> **EXERCISE AIM**
Copy each line below in which the string "Reviewer" appears.

> **EXTRACTED DATA**

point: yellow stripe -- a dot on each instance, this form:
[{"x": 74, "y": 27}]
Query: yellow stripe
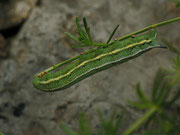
[{"x": 98, "y": 57}]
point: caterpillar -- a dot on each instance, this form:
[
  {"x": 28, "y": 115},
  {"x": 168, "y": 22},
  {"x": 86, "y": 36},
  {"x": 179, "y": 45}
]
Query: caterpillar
[{"x": 102, "y": 57}]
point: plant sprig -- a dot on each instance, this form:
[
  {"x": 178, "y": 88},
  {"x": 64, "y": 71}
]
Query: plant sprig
[{"x": 85, "y": 38}]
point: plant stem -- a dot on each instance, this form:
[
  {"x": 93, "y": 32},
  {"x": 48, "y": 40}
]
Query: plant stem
[
  {"x": 121, "y": 38},
  {"x": 149, "y": 27},
  {"x": 139, "y": 122}
]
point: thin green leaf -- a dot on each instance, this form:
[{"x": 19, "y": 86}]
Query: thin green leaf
[
  {"x": 84, "y": 125},
  {"x": 141, "y": 94},
  {"x": 138, "y": 105},
  {"x": 171, "y": 47},
  {"x": 177, "y": 96},
  {"x": 163, "y": 93},
  {"x": 80, "y": 31},
  {"x": 74, "y": 46},
  {"x": 87, "y": 29},
  {"x": 72, "y": 37},
  {"x": 158, "y": 80},
  {"x": 112, "y": 34},
  {"x": 67, "y": 130}
]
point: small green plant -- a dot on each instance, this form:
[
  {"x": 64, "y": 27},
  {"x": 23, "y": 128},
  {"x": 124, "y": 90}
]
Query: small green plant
[
  {"x": 1, "y": 133},
  {"x": 177, "y": 2},
  {"x": 157, "y": 107}
]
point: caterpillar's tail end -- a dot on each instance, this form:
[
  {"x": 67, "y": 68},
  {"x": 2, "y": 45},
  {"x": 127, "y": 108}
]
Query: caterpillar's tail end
[{"x": 162, "y": 46}]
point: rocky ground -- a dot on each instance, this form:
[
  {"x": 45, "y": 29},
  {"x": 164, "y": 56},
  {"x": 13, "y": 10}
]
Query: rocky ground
[{"x": 32, "y": 39}]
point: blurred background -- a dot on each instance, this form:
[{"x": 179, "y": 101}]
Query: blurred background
[{"x": 32, "y": 39}]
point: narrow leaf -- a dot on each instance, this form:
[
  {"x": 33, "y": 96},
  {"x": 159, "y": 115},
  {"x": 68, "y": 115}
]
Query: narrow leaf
[
  {"x": 84, "y": 125},
  {"x": 112, "y": 34},
  {"x": 87, "y": 29},
  {"x": 72, "y": 37},
  {"x": 80, "y": 31},
  {"x": 141, "y": 94},
  {"x": 158, "y": 80}
]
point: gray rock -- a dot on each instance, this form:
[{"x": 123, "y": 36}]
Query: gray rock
[{"x": 42, "y": 43}]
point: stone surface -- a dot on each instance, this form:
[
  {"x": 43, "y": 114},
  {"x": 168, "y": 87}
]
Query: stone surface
[
  {"x": 41, "y": 43},
  {"x": 14, "y": 12}
]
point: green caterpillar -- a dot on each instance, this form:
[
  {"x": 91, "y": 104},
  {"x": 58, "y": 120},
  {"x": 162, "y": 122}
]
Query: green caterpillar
[{"x": 104, "y": 56}]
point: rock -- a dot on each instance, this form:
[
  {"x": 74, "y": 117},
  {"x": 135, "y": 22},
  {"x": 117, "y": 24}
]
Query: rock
[
  {"x": 14, "y": 12},
  {"x": 41, "y": 43}
]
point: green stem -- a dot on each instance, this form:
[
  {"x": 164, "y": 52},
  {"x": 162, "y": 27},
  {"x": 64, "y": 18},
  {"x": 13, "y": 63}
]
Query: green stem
[
  {"x": 121, "y": 38},
  {"x": 149, "y": 27},
  {"x": 139, "y": 122}
]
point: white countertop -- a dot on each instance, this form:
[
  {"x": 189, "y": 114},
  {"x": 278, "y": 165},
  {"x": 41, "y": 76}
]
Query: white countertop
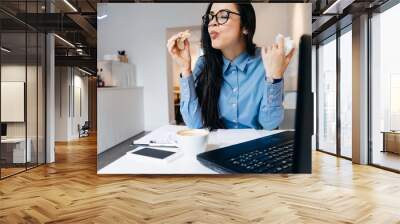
[{"x": 187, "y": 162}]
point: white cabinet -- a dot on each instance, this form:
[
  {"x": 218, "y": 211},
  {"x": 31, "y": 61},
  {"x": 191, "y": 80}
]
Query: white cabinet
[{"x": 117, "y": 74}]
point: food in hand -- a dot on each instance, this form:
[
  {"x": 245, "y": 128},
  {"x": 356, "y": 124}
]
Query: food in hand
[{"x": 180, "y": 41}]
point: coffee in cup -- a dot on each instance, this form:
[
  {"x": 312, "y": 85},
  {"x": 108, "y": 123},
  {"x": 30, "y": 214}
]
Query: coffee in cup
[{"x": 192, "y": 140}]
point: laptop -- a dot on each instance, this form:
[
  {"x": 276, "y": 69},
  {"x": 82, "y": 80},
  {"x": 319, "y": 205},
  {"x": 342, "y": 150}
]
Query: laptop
[{"x": 284, "y": 152}]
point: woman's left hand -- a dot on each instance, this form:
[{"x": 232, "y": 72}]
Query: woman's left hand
[{"x": 275, "y": 61}]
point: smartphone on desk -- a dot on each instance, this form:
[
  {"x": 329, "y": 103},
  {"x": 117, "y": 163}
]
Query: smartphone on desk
[{"x": 158, "y": 154}]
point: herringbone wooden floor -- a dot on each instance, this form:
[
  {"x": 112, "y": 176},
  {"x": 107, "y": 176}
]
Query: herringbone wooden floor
[{"x": 69, "y": 191}]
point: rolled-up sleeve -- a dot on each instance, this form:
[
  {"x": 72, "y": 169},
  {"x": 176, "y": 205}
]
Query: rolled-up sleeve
[
  {"x": 271, "y": 110},
  {"x": 189, "y": 103}
]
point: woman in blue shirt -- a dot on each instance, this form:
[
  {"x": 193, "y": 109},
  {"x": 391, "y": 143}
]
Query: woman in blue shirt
[{"x": 229, "y": 86}]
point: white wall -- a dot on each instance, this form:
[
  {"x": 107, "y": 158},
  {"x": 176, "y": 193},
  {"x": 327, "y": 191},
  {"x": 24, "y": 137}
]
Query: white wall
[
  {"x": 140, "y": 29},
  {"x": 121, "y": 115}
]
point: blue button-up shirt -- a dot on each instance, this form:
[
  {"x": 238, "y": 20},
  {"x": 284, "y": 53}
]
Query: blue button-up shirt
[{"x": 247, "y": 99}]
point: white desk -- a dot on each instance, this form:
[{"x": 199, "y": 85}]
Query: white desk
[
  {"x": 18, "y": 150},
  {"x": 185, "y": 164}
]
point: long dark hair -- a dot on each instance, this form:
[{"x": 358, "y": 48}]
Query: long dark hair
[{"x": 210, "y": 79}]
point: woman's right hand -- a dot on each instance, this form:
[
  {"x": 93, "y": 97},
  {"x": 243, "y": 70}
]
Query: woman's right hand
[{"x": 181, "y": 57}]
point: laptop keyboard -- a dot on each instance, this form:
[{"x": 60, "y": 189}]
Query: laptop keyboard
[{"x": 274, "y": 159}]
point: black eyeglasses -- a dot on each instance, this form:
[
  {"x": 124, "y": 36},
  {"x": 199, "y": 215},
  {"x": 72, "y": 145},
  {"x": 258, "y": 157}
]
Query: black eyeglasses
[{"x": 222, "y": 16}]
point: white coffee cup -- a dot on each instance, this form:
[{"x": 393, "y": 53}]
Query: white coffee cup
[{"x": 192, "y": 140}]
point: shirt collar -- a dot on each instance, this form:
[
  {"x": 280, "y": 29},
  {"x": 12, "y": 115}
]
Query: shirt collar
[{"x": 240, "y": 61}]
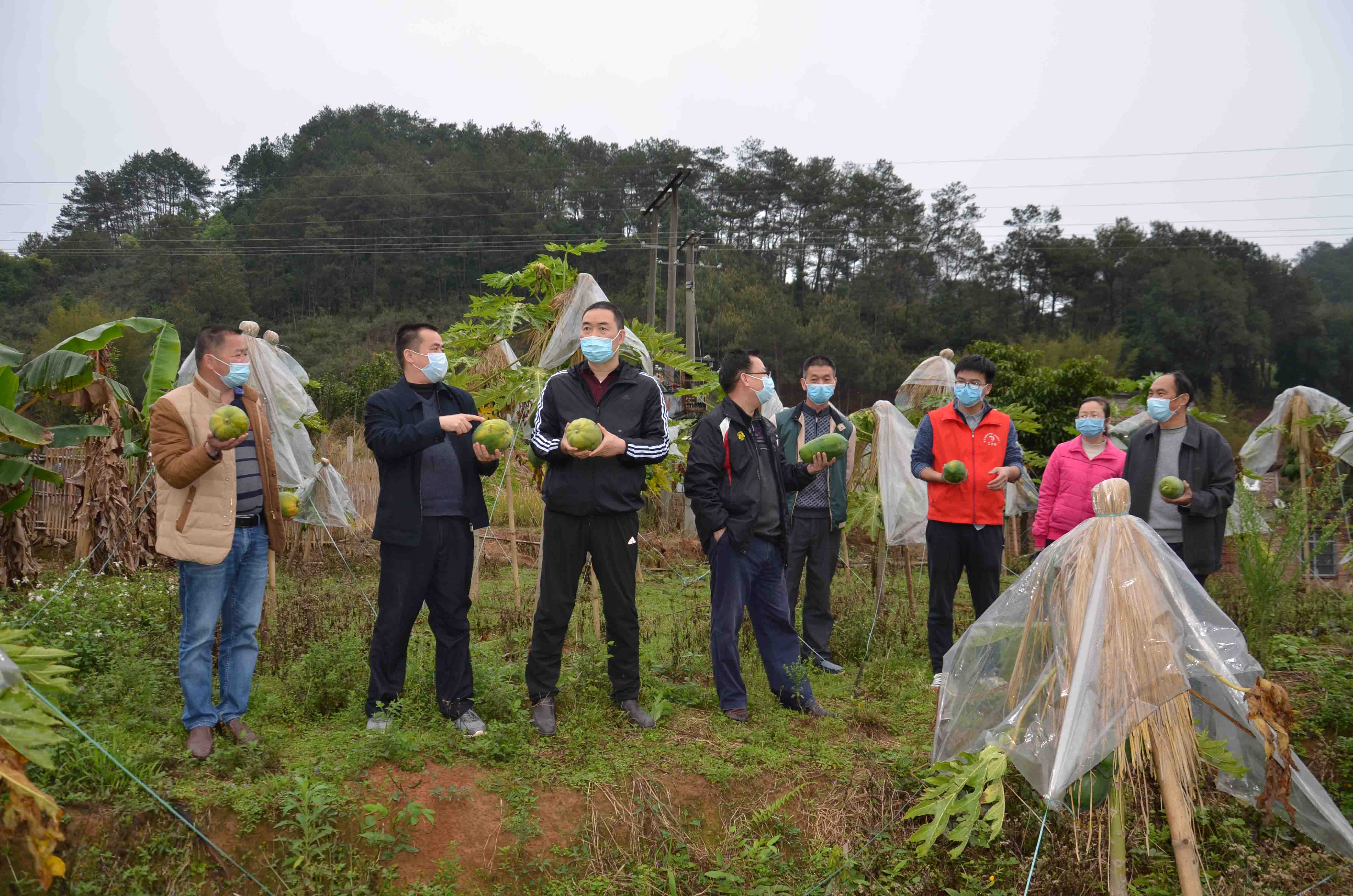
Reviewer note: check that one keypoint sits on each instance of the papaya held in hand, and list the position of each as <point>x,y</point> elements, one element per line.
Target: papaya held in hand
<point>584,435</point>
<point>229,423</point>
<point>494,435</point>
<point>831,444</point>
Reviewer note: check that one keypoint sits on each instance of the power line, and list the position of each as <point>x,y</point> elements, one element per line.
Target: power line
<point>756,191</point>
<point>697,162</point>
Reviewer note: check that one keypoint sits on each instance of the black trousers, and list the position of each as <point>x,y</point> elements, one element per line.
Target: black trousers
<point>814,545</point>
<point>954,547</point>
<point>435,573</point>
<point>565,545</point>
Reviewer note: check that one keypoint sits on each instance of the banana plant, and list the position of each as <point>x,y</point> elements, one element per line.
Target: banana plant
<point>71,374</point>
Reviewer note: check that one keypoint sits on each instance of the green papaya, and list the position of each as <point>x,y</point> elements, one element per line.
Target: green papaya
<point>831,444</point>
<point>494,435</point>
<point>584,435</point>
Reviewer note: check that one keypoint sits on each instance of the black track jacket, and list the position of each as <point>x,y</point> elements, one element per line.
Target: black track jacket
<point>726,497</point>
<point>632,409</point>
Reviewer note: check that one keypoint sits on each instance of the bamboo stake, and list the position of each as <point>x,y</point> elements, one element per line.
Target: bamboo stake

> **TASK SOLUTION**
Reviewer note: check that one keypoint sits on each instance of the papaya held in hand, and list the position of each as <point>x,y</point> elements, one element per line.
Reviewer note: check that one keypoint sits on each instance of the power line, and list the position of each as <point>x,y</point> elements, one element per line.
Reviewer note: check that one keypoint sits on each instance of the black trousers, and list the position of each as <point>x,y</point> elements, one element per line.
Reviewer note: check that one keypoint sits on each instance of the banana plant, and list the position of each as <point>x,y</point> elements, one element per line.
Reviewer note: check that one keypoint sits on each instance of the green papaya, and list the position of each as <point>x,y</point> elements, one element per line.
Reviewer note: check that one keypoint sits on each instance of the black track jacket, and list the position of each as <point>x,y</point> elements, one element per line.
Reviewer note: check that one keypoint sits on each instance of the bamboo stake, and list the position of each as <point>x,y</point> elements, one element per line.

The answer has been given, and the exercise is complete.